** start of Recorded information **

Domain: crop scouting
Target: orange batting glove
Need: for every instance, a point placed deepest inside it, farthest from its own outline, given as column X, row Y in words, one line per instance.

** end of Recorded information **
** start of Recorded information **

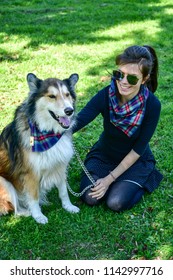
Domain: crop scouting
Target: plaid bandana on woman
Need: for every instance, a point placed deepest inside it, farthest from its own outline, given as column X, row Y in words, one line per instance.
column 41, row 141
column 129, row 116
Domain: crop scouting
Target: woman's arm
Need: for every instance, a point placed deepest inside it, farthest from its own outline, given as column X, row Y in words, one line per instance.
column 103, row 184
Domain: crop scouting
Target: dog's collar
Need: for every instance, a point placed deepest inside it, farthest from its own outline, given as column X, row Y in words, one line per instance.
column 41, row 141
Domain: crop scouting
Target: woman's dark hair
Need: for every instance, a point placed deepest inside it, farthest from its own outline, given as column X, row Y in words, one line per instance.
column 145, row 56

** end of Recorded information **

## Description of the task
Gather every line of the entries above that contains the string "Target", copying each such line in full. Case counts when matching.

## The result
Target: orange batting glove
Target: plaid bandana on woman
Target: woman's arm
Target: dog's collar
Target: woman's dark hair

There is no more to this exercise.